### Work request
Everything in the data below is left aside except the lines from the one containing "Query: woman's right hand" through the one containing "of the floral"; repeat those exactly.
───── Material for this exercise ─────
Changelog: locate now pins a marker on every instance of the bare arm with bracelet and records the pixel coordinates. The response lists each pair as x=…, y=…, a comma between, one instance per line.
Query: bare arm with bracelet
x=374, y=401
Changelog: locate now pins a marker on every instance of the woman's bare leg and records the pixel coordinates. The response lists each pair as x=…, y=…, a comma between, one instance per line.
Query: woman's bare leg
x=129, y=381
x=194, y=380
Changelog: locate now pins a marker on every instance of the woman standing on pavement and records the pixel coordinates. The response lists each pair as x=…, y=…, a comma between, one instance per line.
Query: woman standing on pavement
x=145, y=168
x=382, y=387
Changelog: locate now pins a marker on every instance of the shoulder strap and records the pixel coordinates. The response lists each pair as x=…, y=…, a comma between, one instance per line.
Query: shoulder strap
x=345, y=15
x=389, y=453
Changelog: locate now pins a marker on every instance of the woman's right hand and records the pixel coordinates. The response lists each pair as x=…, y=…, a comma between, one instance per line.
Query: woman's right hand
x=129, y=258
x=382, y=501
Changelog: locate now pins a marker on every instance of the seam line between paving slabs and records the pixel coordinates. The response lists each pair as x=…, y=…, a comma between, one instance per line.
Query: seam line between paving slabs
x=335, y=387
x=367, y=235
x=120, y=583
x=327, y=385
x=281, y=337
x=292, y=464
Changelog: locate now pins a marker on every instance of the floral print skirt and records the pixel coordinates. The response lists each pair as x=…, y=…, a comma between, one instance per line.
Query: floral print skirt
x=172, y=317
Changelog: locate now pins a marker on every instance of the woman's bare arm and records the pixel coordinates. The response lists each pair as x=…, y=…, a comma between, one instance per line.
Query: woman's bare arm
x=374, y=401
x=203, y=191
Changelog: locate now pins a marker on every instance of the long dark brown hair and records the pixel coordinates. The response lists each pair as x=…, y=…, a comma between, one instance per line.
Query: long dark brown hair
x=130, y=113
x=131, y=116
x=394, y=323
─────
### Answer to this task
Query: woman's right hand
x=129, y=258
x=382, y=501
Changelog: locate now pins a marker on every instance of the seam line between paving slabs and records the pixel coordinates. The response lists each pair as x=…, y=…, a comma between, one instance per line.
Query: seam line between paving slabs
x=335, y=387
x=367, y=235
x=120, y=583
x=327, y=385
x=281, y=337
x=292, y=464
Changelog: locate now pins a marker on every instance of the floral print skirt and records the pixel coordinates. The response lists each pair as x=…, y=…, a comma between, one instance per line.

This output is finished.